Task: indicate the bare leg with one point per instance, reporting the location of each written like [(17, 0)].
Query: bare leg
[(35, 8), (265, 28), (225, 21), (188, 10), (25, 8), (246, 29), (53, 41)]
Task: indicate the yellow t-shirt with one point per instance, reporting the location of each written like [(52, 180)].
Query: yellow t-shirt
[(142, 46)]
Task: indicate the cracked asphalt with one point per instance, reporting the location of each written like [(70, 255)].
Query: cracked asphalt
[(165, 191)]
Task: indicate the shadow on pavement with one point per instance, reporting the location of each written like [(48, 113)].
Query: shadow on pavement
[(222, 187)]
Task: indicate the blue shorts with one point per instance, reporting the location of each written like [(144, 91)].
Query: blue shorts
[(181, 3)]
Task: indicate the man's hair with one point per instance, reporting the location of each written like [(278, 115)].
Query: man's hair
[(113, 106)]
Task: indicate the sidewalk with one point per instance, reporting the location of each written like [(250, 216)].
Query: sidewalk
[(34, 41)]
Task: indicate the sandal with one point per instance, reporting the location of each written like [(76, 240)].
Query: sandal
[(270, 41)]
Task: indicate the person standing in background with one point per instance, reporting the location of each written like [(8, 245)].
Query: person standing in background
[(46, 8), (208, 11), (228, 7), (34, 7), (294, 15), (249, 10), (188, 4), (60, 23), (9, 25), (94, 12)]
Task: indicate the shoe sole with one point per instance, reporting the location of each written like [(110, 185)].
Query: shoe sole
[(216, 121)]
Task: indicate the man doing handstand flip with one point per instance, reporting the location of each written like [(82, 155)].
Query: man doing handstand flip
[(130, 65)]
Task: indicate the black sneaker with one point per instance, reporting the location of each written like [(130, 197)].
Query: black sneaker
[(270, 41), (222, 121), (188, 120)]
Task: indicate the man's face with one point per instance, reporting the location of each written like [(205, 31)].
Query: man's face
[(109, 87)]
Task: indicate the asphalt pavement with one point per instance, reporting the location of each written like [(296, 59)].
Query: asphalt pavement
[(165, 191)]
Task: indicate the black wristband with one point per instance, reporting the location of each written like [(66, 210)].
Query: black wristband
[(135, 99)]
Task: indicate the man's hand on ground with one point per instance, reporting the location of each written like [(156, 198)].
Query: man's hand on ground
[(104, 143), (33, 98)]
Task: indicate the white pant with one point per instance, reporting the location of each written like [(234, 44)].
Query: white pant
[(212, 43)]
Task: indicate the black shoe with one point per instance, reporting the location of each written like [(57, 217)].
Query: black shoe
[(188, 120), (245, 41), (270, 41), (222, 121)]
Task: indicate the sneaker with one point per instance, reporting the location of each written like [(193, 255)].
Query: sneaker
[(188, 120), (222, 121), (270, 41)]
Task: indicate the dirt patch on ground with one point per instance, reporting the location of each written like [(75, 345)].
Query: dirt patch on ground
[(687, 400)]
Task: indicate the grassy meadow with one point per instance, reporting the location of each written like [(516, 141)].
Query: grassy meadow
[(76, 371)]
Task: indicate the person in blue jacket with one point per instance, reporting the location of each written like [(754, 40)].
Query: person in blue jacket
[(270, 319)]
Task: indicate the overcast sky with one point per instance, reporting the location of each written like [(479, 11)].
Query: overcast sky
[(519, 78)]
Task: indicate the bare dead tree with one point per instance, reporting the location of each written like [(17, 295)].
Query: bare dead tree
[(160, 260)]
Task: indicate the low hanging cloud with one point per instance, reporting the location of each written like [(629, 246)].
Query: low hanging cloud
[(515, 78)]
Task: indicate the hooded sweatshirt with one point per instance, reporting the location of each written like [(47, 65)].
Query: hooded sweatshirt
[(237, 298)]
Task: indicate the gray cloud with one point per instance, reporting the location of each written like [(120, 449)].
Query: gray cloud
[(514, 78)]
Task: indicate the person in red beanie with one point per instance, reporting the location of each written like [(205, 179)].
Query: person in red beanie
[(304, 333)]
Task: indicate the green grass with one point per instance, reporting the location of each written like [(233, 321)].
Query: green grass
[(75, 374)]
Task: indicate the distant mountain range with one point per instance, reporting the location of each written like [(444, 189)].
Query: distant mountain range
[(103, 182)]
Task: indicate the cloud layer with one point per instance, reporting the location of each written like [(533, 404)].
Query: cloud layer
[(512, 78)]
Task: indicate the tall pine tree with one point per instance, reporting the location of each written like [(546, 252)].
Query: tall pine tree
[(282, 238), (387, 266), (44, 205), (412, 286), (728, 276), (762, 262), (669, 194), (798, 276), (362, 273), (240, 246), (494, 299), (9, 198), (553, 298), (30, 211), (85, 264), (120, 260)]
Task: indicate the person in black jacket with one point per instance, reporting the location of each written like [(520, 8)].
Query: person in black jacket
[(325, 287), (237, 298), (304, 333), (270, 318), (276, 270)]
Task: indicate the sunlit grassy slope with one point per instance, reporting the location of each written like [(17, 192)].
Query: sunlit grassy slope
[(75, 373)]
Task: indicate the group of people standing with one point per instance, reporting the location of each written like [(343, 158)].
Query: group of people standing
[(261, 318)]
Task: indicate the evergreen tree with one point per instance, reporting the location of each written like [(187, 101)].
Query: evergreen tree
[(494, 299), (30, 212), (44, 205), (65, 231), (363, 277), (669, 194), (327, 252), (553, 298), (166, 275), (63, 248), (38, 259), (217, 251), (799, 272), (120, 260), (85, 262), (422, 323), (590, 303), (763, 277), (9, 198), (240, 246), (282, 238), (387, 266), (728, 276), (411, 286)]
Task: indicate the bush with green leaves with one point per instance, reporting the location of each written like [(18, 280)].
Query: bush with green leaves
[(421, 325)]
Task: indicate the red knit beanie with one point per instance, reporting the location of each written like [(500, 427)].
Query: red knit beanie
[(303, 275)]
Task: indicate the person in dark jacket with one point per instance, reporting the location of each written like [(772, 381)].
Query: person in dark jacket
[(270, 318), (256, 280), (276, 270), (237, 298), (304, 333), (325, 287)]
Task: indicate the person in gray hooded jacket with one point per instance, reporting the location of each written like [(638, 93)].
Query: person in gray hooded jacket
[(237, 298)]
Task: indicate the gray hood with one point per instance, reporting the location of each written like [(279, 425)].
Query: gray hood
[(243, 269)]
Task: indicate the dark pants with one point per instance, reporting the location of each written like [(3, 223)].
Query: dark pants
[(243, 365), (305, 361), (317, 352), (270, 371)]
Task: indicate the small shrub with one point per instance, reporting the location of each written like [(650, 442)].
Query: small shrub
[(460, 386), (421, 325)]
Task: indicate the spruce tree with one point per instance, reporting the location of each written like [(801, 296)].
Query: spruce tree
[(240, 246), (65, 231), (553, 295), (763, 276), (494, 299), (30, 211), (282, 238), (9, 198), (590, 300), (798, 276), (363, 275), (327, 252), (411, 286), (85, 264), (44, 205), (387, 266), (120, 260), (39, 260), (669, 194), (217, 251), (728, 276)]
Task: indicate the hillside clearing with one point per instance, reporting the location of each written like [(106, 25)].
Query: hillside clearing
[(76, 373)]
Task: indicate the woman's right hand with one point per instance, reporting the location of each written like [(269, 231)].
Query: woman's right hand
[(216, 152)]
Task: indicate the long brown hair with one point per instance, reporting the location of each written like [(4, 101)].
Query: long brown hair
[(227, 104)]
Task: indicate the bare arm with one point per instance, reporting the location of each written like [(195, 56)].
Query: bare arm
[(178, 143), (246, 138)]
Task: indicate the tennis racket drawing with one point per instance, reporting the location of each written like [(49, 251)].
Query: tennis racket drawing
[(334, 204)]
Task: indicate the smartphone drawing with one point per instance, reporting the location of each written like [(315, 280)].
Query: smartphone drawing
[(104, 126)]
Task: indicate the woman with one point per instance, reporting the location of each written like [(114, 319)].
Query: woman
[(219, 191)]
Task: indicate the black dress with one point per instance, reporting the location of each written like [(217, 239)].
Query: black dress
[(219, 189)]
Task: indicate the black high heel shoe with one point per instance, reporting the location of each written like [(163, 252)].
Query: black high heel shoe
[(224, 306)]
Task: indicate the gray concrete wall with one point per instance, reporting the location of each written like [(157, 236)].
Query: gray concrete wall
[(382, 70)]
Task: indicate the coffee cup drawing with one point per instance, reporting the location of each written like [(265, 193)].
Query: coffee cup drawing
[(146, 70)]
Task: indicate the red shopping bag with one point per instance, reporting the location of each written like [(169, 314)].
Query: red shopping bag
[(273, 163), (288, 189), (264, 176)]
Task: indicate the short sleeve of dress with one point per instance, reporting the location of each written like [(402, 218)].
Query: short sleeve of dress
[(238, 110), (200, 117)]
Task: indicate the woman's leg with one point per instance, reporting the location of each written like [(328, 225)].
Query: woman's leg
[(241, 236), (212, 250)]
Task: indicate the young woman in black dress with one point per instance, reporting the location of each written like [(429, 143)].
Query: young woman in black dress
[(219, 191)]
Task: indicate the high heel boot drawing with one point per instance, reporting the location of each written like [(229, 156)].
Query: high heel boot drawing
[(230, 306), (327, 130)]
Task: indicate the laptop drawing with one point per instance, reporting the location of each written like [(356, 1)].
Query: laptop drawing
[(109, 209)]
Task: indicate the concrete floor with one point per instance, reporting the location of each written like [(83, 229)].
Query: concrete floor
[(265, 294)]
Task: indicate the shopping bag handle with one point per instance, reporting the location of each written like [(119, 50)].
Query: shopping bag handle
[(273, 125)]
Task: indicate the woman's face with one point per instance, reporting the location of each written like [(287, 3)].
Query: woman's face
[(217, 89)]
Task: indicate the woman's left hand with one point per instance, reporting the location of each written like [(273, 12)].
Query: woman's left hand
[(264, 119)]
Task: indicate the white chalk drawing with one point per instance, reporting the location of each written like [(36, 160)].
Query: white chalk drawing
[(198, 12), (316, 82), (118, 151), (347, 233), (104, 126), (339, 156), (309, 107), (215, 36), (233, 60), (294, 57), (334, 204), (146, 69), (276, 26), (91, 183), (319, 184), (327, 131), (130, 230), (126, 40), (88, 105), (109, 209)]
■ ■ ■
- _Description of the task_:
Put the lines of the records above, from the one containing "Task: indicate the long" through the one containing "[(334, 204)]", into a numbered list, leaving out any blank lines.

- _Exercise output_:
1. Task: indicate the long brown hair with one point per instance, reporting the location of each written like [(4, 101)].
2. Query: long brown hair
3. [(227, 104)]
4. Task: indicate the bare arm with one point per instance, reporting the location of each written like [(195, 56)].
5. Query: bare arm
6. [(178, 143), (246, 138)]
7. Task: indicate the tennis racket drawing with one point per instance, reporting the location of each written like [(49, 251)].
8. Query: tennis racket drawing
9. [(334, 204)]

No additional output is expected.